Data shown: Begin

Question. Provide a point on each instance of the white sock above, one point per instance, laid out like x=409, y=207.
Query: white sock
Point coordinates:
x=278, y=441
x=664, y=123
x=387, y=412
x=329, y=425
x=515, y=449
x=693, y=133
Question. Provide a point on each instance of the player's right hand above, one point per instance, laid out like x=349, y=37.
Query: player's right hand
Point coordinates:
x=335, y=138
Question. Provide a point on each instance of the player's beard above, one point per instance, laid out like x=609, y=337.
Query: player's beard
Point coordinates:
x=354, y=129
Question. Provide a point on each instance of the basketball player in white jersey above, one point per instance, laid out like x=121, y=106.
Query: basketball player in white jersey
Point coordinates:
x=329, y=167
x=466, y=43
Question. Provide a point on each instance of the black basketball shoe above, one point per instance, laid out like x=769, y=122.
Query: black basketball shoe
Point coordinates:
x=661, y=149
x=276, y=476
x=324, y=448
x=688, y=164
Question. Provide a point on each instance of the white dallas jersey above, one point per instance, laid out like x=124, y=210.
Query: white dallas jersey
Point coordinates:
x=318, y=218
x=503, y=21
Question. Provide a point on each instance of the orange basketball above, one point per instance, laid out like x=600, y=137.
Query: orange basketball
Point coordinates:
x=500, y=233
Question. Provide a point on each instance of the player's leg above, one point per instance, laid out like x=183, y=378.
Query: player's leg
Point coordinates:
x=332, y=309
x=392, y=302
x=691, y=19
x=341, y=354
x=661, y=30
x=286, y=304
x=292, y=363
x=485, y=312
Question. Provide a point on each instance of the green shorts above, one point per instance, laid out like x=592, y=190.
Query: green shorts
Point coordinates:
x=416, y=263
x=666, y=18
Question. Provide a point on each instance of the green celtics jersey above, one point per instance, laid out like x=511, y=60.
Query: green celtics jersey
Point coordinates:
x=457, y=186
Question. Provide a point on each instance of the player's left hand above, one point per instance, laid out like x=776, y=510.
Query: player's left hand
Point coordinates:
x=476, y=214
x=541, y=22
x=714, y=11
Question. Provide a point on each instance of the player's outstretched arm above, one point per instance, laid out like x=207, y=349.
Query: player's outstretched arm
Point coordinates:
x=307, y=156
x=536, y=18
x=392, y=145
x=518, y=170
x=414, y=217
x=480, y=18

Data shown: End
Data shown: Begin

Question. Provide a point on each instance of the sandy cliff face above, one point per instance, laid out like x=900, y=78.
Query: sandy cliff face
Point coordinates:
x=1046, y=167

Data shown: End

▶ _Exercise prompt_:
Wherever a line in the entries holds "white", copy that line.

▶ _Task result_:
Question. Provide a point on each instance of the white sock above, one point per instance, laid out like x=409, y=207.
Query: white sock
Question. Provide a point on each instance of the basketball player in white jersey above, one point per instance, laid out like x=121, y=106.
Query: basketball player in white jersey
Question. Provide a point on each instance of the white dallas jersey above, one point per instance, laid out like x=124, y=210.
Query: white dallas jersey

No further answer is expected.